**SET PROBLEM**
Count the lines in the entries below that contain the word "support" and state only that number.

== == ==

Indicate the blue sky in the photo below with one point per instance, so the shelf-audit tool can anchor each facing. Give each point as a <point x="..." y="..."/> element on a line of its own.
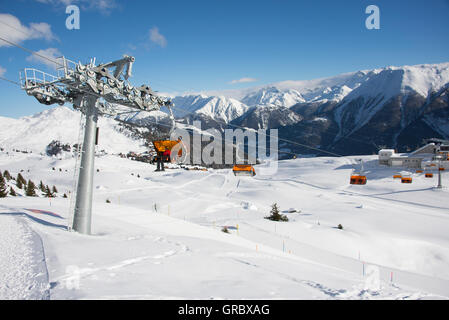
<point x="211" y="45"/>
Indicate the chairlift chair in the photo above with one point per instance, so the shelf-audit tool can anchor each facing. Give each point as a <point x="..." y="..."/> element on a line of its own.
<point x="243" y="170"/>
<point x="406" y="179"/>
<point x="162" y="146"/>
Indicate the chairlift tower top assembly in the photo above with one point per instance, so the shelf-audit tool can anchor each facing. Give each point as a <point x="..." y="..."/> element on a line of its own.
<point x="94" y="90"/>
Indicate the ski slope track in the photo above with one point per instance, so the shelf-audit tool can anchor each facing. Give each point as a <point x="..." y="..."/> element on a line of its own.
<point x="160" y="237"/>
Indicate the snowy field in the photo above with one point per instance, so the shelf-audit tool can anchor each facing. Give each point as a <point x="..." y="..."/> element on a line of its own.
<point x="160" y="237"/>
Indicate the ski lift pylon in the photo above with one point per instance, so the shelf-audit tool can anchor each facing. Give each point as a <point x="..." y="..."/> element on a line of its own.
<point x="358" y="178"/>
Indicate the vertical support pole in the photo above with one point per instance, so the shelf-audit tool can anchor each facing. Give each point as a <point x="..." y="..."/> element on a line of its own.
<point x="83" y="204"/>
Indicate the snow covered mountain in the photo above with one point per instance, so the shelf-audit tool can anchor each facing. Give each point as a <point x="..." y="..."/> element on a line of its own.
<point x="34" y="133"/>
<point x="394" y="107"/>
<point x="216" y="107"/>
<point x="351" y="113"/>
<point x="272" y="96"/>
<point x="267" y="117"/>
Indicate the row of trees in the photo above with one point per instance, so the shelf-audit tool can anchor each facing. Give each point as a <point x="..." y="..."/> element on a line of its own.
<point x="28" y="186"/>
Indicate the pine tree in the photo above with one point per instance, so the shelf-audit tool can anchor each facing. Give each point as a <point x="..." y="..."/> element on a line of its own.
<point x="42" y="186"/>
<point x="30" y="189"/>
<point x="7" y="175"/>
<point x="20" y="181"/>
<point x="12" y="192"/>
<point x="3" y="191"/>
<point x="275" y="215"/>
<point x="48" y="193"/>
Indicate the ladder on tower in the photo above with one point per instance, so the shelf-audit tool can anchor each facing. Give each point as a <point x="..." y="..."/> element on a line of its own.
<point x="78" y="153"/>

== == ==

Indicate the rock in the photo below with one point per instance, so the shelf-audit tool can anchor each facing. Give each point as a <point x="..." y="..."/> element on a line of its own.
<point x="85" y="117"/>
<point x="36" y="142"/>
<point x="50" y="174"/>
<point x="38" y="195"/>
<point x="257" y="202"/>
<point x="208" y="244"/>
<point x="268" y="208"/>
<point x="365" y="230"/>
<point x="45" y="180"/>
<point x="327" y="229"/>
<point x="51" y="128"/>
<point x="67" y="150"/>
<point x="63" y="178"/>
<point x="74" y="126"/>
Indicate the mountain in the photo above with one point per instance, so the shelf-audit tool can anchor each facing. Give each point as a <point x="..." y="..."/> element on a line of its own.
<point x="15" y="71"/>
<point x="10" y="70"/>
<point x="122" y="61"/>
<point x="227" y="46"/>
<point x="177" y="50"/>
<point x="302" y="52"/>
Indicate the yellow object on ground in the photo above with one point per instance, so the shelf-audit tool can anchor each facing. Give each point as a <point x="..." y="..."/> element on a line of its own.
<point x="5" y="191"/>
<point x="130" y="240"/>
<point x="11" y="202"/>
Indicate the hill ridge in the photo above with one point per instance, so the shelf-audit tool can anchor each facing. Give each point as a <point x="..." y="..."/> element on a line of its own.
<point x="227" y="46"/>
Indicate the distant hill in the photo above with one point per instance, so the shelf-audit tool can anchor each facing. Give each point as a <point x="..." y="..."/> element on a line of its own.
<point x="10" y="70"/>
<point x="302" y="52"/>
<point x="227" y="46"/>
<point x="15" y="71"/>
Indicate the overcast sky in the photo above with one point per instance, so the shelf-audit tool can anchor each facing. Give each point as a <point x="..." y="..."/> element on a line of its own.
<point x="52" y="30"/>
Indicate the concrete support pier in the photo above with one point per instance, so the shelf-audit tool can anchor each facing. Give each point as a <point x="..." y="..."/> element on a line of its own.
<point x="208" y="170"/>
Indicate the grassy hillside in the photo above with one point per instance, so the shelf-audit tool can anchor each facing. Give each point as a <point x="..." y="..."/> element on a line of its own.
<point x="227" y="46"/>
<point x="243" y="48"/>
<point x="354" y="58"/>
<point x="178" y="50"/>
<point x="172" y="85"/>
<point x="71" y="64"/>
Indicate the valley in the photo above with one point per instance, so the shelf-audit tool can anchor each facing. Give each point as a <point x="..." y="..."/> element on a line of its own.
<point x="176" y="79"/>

== == ==

**TASK OUTPUT**
2